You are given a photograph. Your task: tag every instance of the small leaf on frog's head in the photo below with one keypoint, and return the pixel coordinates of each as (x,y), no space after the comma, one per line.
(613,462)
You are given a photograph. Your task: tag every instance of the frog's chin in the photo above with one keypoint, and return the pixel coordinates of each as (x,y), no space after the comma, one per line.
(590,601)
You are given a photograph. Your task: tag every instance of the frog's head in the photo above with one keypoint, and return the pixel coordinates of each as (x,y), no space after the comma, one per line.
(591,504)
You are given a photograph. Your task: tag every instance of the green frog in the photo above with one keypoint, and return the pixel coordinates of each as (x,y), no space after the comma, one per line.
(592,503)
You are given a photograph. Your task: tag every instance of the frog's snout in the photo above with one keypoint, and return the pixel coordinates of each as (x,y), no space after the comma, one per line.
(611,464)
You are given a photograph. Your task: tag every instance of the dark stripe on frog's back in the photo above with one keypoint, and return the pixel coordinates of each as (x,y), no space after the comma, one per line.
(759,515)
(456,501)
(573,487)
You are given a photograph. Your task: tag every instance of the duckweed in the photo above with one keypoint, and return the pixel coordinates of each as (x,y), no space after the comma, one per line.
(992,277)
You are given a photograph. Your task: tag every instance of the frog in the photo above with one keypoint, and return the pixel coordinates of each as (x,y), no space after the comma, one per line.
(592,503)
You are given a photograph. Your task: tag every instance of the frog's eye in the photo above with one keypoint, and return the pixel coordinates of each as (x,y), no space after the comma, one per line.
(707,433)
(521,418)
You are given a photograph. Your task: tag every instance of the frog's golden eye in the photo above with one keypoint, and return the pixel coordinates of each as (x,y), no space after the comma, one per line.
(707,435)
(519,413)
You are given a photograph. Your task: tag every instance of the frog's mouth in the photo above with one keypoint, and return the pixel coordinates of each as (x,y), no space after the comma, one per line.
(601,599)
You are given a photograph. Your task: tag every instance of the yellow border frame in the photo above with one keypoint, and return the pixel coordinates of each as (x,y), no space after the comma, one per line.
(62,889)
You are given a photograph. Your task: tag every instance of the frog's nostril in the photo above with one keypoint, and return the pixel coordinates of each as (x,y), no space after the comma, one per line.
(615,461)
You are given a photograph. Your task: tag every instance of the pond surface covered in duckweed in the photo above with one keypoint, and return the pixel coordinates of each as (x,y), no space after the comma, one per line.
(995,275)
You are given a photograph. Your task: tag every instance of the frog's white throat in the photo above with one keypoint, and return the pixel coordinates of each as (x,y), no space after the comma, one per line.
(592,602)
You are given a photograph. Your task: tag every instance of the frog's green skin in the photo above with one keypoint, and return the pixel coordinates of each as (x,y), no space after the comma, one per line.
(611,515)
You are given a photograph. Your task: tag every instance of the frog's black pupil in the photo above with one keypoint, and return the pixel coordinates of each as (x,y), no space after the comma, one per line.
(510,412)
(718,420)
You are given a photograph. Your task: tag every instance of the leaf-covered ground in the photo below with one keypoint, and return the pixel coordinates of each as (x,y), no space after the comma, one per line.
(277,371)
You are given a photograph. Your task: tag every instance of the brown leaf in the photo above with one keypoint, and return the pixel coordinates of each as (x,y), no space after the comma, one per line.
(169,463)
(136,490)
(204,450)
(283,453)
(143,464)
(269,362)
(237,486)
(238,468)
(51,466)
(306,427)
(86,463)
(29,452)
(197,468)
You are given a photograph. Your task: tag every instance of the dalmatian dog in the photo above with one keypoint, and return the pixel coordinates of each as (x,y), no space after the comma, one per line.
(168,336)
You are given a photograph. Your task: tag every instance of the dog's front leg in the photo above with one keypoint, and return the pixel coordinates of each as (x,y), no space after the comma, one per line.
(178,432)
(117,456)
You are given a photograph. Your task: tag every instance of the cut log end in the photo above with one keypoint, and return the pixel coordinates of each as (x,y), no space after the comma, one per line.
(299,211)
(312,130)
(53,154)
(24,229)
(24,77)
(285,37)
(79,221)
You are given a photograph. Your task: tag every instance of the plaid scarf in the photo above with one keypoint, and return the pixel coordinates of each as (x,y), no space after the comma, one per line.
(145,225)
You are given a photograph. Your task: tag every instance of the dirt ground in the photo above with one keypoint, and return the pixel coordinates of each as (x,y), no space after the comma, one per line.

◆ Task ◆
Repeat every line of the data, exactly and in full.

◆ Exercise solution ◆
You are given a photograph. Your task: tag every instance of the small leaf on frog's head in the photo below with one keypoint, and return the pixel coordinates of each as (x,y), no space after the comma, one per line.
(613,462)
You are given a photograph. Your task: tag every instance of the frog's chin in the photo above with one keypoint, and return the pixel coordinates of each as (x,y), no space after the comma, one per line.
(590,601)
You are given a photograph. Your task: tag every instance of the frog's head in the photo above with one keypoint, and return the pixel coordinates of each as (x,y), no space after the comma, one per line.
(591,504)
You are given a photograph. Your task: tag every instance of the green frog in the photo above with one keypoint, and return the pixel coordinates of each as (x,y), no space after the comma, one per line.
(592,503)
You are given a photograph. Your task: tag every instance of the frog's snout in the photo above with one keypoint, and return the pixel coordinates of each as (x,y), no space after the comma, one per line.
(611,464)
You are given a photograph. Your task: tag every instance of the dark stripe on frog's back in the photo above with one keypoint, and return the pixel coordinates of each as (x,y), no space after the comma, one per line.
(759,515)
(456,501)
(573,487)
You are given a photograph. Your task: tag every instance of the duckweed in the photo above with one keypoint, and return the pixel coordinates of each as (x,y), no space after the comma, one per line.
(992,277)
You are given a photograph. Your task: tag every instance of the frog in the photo above with one keypoint, and return the pixel coordinates of each as (x,y), no space after the comma, one per line.
(592,503)
You are given a photograph. Your task: tag every instance of the frog's eye in the photo above with one keypoint, and return the pixel coordinates of each as (x,y), no space after the comma, one per line.
(707,433)
(521,418)
You are given a photograph. Your task: tag every instance of the frog's golden eye in the photo above with one keypoint, and return the pixel coordinates of each as (x,y), no space after the comma, one per line.
(707,435)
(519,413)
You are given a photograph. Your task: tag every instance of the frog's mouth in the photo above with one keypoint, and return the pixel coordinates of each as (x,y), no space after the comma, one per line.
(601,599)
You are given a photograph. Your task: tag every instance of the yellow border frame in the photo above with one keypoint, and return the pixel coordinates of each as (x,y), no space after the comma, one per line.
(62,889)
You are given a photograph. Your task: tag every instance of the frog's nostril in the photo above with one keypoint, and return the pixel coordinates of each as (x,y), no space after the comma, one per line.
(615,461)
You are given a photograph. Your task: tag every instance of the pond surface covered in duckweed in the photo above with one keypoint, and return the pixel coordinates of each as (x,y), no space after the comma, one per line.
(995,275)
You are given a photograph. Your task: tag every instance of the frog's white throat in the photo above with one keypoint, and return the pixel coordinates of each as (x,y), no space after the comma, one per line.
(592,602)
You are given a photograph. Your task: tag every instance of the frog's green skin in the photo above with one keypoint, and return the pixel coordinates of each as (x,y), no space after the comma, one per line.
(611,515)
You are given a photograph. Your task: tag every instance of the frog's black pupil in the photo above with one keypoint, and return the pixel coordinates of each as (x,y), no space after the comma, one per line.
(510,412)
(718,420)
You are given a photograph. Your task: tag every instance of the leaf-covered ground in the photo below with one keypoint, and return the pixel coordinates of each as (x,y), no space after the comma, one per line.
(277,371)
You are given a photograph. Your task: tag every instance of the brown leaf in the photo above with one keypoint, and return the pixel coordinates of each as (x,y), no space after the comma, one per line.
(169,463)
(136,490)
(204,450)
(283,453)
(143,464)
(269,362)
(237,486)
(238,468)
(51,466)
(306,427)
(86,463)
(29,452)
(197,468)
You are given a photograph. Your task: tag every instance of the dalmatian dog in the photo above with one keypoint, and return the pixel coordinates of each as (x,y), no space after the comma, one per line.
(168,336)
You are given a photograph. Your task: tag every instance of the dog's front leg in the photo above with one keypoint, and return the pixel coordinates of each as (x,y), no space after the comma, one per line.
(178,432)
(117,456)
You are given a photograph. Your task: tag every instance of the cut log end in the photo above with one keypoint, and return the pixel coordinates of each as (x,y), no space after the comma, one per line.
(299,211)
(312,130)
(53,154)
(24,229)
(24,77)
(285,37)
(79,221)
You are given a photograph. Your task: tag every instance of the plaid scarf in the photo above with one keypoint, and return the pixel coordinates of each as (x,y), no space after the comma, one per line.
(145,225)
You are given a photograph. Your task: tag every instance of the dirt ground in the photo above with one keypoint, and return the pixel coordinates of each as (x,y), no space after the comma, one per line.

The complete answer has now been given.